→ **Problem details**: In the data below, locate each line with the word "organ" and list it.
- - - - - - -
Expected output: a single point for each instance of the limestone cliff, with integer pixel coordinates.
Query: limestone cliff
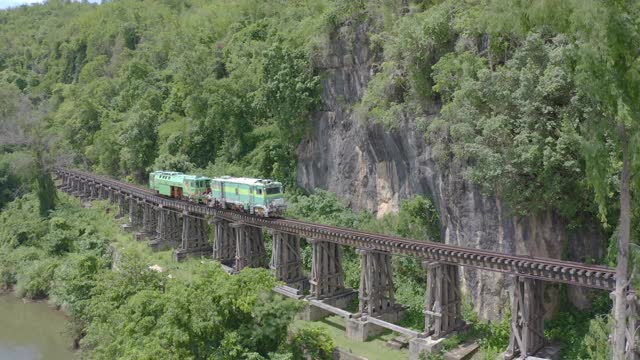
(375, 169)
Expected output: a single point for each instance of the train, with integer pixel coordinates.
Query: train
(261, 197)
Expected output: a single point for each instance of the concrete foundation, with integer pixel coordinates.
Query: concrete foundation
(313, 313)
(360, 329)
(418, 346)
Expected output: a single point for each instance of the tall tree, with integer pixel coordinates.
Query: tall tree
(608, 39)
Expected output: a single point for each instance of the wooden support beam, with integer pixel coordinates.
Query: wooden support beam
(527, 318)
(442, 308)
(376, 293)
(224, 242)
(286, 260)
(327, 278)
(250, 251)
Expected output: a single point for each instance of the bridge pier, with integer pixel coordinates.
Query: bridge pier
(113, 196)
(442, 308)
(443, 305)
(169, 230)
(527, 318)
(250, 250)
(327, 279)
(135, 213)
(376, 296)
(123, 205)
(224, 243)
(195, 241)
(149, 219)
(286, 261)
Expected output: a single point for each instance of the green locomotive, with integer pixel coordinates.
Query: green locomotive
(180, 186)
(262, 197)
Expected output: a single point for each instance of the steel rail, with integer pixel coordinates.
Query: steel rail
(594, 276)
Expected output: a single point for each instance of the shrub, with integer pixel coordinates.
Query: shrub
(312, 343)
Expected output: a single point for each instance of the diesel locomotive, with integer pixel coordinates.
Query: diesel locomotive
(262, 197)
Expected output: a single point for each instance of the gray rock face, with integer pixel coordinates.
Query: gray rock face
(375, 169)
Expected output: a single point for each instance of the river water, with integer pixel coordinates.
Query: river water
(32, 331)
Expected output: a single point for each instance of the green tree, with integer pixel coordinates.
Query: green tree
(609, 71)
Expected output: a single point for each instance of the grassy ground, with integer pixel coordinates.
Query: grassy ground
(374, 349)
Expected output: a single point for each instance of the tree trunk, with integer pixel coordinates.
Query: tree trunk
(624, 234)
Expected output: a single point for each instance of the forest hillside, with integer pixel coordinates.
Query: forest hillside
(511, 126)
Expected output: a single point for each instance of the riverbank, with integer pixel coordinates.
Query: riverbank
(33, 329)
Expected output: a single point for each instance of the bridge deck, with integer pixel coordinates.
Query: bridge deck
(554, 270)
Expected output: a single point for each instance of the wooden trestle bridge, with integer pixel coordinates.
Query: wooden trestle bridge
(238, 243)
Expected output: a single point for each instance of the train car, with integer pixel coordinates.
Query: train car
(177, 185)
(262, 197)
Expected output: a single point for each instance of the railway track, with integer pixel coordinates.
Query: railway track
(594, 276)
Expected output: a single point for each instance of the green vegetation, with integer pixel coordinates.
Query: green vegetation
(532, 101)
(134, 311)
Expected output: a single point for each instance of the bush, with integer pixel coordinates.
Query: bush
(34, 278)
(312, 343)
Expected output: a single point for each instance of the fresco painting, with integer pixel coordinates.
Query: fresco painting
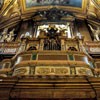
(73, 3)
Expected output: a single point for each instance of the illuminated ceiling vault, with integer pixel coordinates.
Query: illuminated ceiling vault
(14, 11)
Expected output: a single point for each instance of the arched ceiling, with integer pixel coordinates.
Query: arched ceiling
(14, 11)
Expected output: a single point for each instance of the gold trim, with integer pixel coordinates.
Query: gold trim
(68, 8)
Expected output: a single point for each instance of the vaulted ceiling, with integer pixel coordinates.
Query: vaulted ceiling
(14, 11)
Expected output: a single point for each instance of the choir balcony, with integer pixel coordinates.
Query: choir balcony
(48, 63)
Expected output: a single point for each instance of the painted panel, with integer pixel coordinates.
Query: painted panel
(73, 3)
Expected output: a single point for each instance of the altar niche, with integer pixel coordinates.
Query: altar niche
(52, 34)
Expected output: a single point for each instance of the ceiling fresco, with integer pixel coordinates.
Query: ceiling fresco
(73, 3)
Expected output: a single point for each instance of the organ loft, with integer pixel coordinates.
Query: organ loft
- - - - - - -
→ **Exercise response**:
Expected output: a single point for each instance of the organ loft, with integer pixel coordinates.
Query: organ loft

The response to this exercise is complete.